• DA FARE:
Rispondi in base al testo sugli insegnanti:
1. Quale Contratto nazionale di lavoro istituì le "funzioni obiettivo"?
2. Quanti insegnanti furono coinvolti nelle "funzioni obiettivo"?
3. Qual è la fascia d'età degli utenti dell'organizzazione scolastica?

Fra i provvedimenti che sono stati presi recentemente per gli insegnanti, senza entrare nel merito di valutarli singolarmente, mi sembra si stia affacciando una novità che, se si affermasse, potrebbe realmente modificare in meglio la scuola: la fine del mito del “docente unico”, o meglio del ruolo docente come indifferenziato per compiti, tempo impiegato, posizione nella gerarchia.
Finora, è prevalsa, ed è stata strenuamente difesa, la teoria vistosamente anomala che un’organizzazione che comprende alcuni milioni di utenti, o clienti o come preferite chiamarli, dai sei mesi ai diciannove anni, dovrebbe funzionare grazie al lavoro di una schiera di docenti tutti uguali, che fanno le stesse cose e se si specializzano e riescono a fare bene qualcosa di diverso o aggiuntivo, sono prontamente ricacciati nel gregge. Basti pensare alla misera fine delle “funzioni obiettivo” istituite dal Contratto nazionale di lavoro del 1999, che coinvolsero circa 40 mila insegnanti, di cui però quasi la metà dopo un anno lasciarono.
Si era trattato di uno dei pochi tentativi di arricchire il modello organizzativo della scuola per far fronte alle esigenze dell’autonomia, ma la convivenza fra insegnamento e compiti specifici (adottata per evitare la “fuga dalla didattica” che sembrava essere l’unica possibilità di sviluppo professionale) e la resistenza degli insegnanti, o quantomeno dei loro rappresentanti sindacali, a un riconoscimento di professionalità differenziate hanno rapidamente portato a uno svuotamento dell’esperienza. A vent’anni di distanza, è cambiato qualcosa?

• VOCI:
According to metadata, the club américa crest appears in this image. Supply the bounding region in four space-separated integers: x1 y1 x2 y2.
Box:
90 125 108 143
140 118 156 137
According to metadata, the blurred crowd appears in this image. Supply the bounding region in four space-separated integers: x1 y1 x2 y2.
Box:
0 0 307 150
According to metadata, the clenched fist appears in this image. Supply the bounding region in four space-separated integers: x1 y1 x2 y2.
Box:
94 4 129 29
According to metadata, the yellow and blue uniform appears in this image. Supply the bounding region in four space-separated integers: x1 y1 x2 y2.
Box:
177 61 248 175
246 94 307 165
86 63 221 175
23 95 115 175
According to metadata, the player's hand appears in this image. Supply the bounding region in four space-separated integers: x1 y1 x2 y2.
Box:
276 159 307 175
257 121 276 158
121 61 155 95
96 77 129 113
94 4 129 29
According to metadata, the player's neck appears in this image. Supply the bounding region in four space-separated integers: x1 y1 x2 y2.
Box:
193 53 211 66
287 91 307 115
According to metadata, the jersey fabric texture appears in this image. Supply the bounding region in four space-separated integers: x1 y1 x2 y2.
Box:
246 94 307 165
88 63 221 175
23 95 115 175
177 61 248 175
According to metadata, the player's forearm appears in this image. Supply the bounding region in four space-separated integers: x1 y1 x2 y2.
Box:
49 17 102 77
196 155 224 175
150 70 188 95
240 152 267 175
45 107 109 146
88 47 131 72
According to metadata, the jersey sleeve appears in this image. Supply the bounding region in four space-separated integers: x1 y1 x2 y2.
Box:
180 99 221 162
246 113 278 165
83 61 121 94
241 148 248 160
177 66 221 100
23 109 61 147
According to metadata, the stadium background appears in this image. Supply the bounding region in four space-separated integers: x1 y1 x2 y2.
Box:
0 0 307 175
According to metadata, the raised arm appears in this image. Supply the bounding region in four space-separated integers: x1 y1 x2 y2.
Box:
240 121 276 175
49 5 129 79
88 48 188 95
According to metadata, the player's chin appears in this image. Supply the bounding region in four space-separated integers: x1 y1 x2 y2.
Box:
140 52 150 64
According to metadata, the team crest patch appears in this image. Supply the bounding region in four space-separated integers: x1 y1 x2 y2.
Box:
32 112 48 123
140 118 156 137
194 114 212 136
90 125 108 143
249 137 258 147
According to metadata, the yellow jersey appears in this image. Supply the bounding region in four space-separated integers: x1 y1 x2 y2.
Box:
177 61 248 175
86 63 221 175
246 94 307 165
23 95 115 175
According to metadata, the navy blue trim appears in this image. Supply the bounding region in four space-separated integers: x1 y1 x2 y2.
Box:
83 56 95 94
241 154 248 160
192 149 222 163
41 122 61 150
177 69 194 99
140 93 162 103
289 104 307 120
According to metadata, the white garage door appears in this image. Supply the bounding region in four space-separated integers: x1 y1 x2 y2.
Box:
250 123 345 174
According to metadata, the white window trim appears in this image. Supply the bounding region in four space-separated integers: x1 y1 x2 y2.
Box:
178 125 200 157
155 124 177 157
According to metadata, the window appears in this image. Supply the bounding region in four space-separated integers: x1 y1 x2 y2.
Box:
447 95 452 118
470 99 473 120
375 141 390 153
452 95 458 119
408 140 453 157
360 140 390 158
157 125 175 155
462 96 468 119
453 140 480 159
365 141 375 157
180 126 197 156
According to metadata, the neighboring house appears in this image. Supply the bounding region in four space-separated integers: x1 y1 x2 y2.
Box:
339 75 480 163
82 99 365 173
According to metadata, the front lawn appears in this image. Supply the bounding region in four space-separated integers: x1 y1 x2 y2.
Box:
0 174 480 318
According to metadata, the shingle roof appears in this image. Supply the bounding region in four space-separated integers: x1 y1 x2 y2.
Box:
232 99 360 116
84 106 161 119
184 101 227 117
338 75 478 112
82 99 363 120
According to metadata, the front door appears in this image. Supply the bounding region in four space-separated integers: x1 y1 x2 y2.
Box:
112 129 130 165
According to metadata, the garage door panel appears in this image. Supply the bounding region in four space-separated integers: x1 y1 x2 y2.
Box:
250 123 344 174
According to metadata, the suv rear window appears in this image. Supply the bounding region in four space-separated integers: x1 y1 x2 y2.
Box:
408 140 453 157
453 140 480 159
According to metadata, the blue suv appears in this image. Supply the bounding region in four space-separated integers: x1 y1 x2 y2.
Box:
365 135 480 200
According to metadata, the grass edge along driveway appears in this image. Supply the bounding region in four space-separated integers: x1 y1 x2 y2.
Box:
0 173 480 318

• RISPOSTA:
1. Il Contratto nazionale di lavoro del 1999.
2. Circa 40 mila.
3. Dai sei mesi ai diciannove anni.